(TEXT SEGMENT):
>> BEGIN

In 2018, we continued to invest in our people and projects, with our work in 14 African countries being the biggest area of growth. The increase in income was particularly pronounced in relation to activities carried out in Africa, with funding for our activities on the continent almost doubling, increasing to $17.2m.
These accounts, the second since the strategic coming together of three organisations, show the Institute to be in a healthy financial position: the turnover was $45.2m and a surplus of $3.5m has been reinvested into the organisation. Total reserves were $9.3m at the reporting date compared with $5.8m last year.
TBI is a not-for-profit organisation with a mission to make globalisation work for the many by helping countries, their governments and their people address some of the most difficult challenges in the world today.
Tony Blair is the sole owner and Executive Chairman of the Institute, and, as set out in the Articles of Association, he receives no remuneration for his work at TBI, to which he devotes at least 80% of his time.
TBI operates globally and therefore many of its activities are paid for, and planned, using US$. The presentation of our financial statements in US$ most fairly reflects our economic activities.
The Institute’s overarching aim is to support governments on the path of reform and modernisation: to alleviate poverty, raise standards of living, foster religious and cultural tolerance, advance peace and reconciliation, support progressive policies and seize the opportunities of the technological revolution.
- Support and inform those on the frontline of politics with practical policy solutions to rise to the challenges while mitigating the risks of globalisation and the rise of populism.
- We promote co-existence and countering extremism by tackling the ideology behind acts of violence.
- Support political leaders and governments to implement progressive changes and reforms.
- Foster Arab-Israeli dialogue to promote a regional approach to the Israeli-Palestinian peace process.
These accounts show an average total of 213 staff, who are based in 14 African nations, the UK, the United States, United Arab Emirates, Serbia and Israel. Our diverse workforce, comprising more than 35 different nationalities offers a wide range of expertise and experience.

>> END

(REQUEST):
Transcribe everything in the Institute's financial overview from "- Support political" down to "expertise and experience.".

(DATA SUPPLIED):
>> BEGIN

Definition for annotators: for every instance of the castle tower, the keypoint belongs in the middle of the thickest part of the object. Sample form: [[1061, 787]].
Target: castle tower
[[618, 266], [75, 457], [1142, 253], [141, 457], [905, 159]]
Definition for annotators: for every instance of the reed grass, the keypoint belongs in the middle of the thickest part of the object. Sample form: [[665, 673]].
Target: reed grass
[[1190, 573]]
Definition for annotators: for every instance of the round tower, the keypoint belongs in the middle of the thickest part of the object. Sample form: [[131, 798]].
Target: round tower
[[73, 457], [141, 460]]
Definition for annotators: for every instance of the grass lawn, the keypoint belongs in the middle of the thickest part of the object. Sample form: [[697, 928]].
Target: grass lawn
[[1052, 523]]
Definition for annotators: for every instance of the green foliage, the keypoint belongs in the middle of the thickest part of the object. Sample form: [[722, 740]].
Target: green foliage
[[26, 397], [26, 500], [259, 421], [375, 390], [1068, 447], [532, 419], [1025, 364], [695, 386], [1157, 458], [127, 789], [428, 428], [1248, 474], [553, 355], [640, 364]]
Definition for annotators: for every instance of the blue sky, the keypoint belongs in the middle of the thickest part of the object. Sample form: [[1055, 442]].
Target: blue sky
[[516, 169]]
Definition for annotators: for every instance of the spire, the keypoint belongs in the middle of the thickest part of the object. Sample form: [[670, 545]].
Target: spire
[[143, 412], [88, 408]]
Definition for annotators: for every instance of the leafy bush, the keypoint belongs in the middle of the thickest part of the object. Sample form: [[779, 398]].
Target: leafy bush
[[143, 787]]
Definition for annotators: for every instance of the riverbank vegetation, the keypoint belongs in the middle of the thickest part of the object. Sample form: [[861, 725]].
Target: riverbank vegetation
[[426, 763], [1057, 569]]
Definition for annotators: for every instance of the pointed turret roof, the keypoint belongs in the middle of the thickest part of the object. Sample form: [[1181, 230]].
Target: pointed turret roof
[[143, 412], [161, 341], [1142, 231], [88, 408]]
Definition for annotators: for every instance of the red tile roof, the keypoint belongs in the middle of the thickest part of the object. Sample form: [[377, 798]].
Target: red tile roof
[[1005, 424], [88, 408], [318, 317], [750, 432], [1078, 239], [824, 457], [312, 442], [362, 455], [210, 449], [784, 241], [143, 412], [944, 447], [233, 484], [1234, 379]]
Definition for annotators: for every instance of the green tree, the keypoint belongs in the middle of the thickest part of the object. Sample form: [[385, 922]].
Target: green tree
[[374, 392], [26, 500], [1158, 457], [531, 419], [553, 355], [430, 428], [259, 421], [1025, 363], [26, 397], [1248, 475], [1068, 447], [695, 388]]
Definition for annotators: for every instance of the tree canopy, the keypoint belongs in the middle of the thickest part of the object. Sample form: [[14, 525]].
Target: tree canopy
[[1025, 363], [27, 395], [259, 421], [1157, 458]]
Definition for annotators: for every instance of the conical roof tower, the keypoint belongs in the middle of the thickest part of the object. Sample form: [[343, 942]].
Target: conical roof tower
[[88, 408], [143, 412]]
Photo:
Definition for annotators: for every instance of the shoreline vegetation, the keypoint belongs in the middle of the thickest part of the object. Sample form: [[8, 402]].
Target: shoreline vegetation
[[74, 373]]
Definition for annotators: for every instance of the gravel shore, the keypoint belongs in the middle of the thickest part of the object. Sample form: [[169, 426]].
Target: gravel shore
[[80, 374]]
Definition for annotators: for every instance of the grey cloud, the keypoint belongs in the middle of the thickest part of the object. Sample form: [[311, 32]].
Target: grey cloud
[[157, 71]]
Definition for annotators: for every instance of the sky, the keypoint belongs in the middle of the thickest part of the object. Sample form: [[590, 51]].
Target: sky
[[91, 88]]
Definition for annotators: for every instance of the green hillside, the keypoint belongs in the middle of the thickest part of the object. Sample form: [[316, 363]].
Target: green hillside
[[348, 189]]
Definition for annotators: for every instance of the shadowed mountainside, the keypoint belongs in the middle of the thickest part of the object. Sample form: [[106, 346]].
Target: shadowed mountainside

>> END

(RESULT OF THE EXERCISE):
- Support political leaders and governments to implement progressive changes and reforms.
- Foster Arab-Israeli dialogue to promote a regional approach to the Israeli-Palestinian peace process.
These accounts show an average total of 213 staff, who are based in 14 African nations, the UK, the United States, United Arab Emirates, Serbia and Israel. Our diverse workforce, comprising more than 35 different nationalities offers a wide range of expertise and experience.